What you need to do: Everything from the line holding "out the yellow" through the last line of the listing needs to be repeated exactly, with no other lines.

Provided data:
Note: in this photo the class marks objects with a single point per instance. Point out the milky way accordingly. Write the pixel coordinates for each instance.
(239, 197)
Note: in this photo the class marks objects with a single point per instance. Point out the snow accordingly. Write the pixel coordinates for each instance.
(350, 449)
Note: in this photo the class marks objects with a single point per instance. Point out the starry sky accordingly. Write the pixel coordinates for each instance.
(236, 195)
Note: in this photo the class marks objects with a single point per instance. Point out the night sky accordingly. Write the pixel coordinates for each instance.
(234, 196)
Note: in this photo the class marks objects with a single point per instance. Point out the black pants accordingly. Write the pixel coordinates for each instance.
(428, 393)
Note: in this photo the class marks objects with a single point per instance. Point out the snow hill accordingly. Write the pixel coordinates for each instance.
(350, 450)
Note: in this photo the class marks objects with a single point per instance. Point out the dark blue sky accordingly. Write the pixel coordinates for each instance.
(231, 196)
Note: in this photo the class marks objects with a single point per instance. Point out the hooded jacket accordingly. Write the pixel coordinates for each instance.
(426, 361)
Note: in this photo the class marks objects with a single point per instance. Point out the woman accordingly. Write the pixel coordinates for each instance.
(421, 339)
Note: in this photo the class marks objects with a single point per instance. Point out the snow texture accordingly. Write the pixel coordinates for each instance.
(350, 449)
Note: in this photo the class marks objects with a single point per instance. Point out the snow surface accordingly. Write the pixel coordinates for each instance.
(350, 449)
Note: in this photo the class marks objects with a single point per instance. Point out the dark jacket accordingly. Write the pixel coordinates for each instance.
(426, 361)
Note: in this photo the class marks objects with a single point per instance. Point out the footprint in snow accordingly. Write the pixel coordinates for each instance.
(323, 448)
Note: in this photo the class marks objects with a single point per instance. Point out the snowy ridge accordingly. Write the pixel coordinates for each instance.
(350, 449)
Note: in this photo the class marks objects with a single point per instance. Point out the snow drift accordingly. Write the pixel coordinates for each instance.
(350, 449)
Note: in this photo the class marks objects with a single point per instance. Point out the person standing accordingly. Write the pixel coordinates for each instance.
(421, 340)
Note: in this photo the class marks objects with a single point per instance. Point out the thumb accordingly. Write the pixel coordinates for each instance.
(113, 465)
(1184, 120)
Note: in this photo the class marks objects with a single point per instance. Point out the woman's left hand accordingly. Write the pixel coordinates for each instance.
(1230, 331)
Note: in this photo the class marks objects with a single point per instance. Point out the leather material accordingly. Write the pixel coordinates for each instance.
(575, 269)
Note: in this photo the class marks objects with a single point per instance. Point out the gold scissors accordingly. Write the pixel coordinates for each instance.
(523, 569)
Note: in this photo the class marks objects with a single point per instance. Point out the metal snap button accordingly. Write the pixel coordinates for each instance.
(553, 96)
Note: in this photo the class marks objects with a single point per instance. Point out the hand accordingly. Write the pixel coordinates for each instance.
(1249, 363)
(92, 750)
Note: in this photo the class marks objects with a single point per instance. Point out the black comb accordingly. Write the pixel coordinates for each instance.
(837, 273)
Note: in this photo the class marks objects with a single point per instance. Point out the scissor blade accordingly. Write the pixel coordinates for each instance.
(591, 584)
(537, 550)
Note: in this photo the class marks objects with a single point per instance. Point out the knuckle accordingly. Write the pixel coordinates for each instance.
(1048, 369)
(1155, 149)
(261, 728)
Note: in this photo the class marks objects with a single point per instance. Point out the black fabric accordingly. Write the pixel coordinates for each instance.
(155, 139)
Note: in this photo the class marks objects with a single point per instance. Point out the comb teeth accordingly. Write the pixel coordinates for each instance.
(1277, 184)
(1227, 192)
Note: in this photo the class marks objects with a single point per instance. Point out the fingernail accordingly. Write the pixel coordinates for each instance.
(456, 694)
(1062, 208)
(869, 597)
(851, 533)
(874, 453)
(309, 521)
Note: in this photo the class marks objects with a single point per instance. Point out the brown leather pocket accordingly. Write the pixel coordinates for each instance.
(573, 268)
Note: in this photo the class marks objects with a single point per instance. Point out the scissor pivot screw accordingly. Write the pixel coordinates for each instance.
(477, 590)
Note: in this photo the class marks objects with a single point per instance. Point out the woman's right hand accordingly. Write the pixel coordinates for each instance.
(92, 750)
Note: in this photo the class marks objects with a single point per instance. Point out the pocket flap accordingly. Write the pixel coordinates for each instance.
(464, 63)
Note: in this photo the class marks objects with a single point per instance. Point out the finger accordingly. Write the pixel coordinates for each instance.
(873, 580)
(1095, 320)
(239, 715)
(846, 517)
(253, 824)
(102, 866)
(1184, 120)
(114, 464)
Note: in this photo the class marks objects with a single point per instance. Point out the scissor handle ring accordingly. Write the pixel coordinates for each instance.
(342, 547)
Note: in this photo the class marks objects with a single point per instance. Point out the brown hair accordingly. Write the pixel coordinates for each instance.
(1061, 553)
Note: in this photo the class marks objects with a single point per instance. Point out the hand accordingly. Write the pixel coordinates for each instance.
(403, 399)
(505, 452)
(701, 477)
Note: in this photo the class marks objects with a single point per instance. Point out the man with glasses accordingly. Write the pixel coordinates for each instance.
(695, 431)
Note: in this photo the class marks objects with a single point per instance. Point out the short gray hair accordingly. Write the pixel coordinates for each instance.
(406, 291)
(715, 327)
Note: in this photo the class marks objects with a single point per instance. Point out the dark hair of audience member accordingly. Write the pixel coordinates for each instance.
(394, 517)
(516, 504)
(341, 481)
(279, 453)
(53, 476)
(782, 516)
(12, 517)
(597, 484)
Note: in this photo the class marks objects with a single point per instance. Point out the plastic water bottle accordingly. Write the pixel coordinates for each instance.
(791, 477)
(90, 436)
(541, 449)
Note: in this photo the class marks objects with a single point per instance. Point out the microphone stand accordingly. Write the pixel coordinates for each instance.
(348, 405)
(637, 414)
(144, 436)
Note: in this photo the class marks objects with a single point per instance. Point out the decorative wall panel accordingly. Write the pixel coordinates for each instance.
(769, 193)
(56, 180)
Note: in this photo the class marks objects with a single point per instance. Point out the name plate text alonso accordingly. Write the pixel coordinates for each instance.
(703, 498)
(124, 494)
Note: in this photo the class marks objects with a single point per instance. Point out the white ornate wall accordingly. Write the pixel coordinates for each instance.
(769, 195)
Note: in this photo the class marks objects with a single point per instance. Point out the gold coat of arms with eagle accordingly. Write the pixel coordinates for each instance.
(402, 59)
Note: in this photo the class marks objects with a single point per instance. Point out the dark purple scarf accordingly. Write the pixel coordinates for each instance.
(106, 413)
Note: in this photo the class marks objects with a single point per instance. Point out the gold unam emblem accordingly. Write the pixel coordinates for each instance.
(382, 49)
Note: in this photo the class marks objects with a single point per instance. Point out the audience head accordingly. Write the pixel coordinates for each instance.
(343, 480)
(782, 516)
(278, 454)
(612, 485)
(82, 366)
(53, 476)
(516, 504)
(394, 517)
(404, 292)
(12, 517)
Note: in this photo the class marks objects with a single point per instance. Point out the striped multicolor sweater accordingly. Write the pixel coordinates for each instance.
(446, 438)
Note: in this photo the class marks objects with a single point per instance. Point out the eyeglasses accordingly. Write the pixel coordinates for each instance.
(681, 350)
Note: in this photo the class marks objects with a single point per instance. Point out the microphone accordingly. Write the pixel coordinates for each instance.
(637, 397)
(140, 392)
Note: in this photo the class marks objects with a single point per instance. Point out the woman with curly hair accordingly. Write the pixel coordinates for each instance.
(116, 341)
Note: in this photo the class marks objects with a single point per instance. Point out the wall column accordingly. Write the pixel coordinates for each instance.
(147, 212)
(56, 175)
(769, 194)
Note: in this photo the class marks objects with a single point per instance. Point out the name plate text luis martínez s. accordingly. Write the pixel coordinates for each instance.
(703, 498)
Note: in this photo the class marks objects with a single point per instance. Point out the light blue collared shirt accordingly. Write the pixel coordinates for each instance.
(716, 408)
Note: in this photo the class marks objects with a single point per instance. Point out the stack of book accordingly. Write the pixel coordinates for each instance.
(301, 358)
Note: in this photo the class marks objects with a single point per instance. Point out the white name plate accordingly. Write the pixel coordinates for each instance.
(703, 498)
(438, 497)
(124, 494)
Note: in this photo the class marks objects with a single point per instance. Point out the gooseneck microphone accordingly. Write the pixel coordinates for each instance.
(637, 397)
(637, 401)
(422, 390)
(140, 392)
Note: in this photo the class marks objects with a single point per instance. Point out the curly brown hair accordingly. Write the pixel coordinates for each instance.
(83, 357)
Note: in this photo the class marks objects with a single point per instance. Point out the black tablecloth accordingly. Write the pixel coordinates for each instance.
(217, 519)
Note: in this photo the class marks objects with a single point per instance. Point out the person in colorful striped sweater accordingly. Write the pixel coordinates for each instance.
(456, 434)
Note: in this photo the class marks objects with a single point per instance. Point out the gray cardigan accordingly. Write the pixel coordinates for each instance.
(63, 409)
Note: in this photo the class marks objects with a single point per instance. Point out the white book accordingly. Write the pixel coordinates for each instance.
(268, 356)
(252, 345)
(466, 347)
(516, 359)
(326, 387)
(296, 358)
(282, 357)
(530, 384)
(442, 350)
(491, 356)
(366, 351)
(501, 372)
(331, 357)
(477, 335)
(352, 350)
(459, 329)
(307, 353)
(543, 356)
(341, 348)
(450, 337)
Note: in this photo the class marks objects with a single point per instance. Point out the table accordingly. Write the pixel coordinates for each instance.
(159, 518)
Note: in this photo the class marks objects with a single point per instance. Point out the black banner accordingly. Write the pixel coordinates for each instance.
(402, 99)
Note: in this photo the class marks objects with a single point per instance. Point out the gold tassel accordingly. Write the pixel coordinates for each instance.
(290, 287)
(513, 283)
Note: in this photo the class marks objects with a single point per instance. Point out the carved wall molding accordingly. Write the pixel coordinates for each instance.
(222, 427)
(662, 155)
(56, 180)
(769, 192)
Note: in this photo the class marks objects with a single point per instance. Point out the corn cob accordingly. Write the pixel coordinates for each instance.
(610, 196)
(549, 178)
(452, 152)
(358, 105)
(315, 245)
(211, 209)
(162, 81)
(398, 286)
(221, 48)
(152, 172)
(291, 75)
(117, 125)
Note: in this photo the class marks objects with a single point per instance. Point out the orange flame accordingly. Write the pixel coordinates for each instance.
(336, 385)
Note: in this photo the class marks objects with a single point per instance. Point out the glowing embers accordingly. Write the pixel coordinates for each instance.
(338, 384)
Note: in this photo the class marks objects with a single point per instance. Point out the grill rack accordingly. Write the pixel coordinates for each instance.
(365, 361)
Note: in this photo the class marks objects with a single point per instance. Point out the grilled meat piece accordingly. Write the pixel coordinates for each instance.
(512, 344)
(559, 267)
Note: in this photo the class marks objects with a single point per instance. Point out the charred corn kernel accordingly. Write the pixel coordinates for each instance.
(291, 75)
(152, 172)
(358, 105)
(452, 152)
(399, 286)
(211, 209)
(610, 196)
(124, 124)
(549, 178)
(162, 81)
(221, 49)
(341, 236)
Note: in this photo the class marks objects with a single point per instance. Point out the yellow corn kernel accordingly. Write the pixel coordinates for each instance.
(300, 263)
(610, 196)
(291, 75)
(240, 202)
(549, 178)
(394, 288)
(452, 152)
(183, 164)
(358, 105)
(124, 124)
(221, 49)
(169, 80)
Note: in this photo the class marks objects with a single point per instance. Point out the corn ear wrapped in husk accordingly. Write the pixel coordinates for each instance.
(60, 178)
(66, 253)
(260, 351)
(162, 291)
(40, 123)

Finished exercise:
Note: in this photo the class marks objects with a single point per instance. Point out the yellow corn kernel accordingly. Write the pixel coordinates for each instance.
(300, 263)
(610, 196)
(291, 75)
(240, 202)
(549, 178)
(394, 288)
(452, 152)
(183, 164)
(358, 105)
(124, 124)
(221, 49)
(169, 80)
Note: in this photo the class marks objects with a single point per instance. Point out the corn ear wrapped in husk accordingly. Write the pixel coordinates for each instance.
(60, 178)
(66, 253)
(260, 351)
(162, 291)
(40, 123)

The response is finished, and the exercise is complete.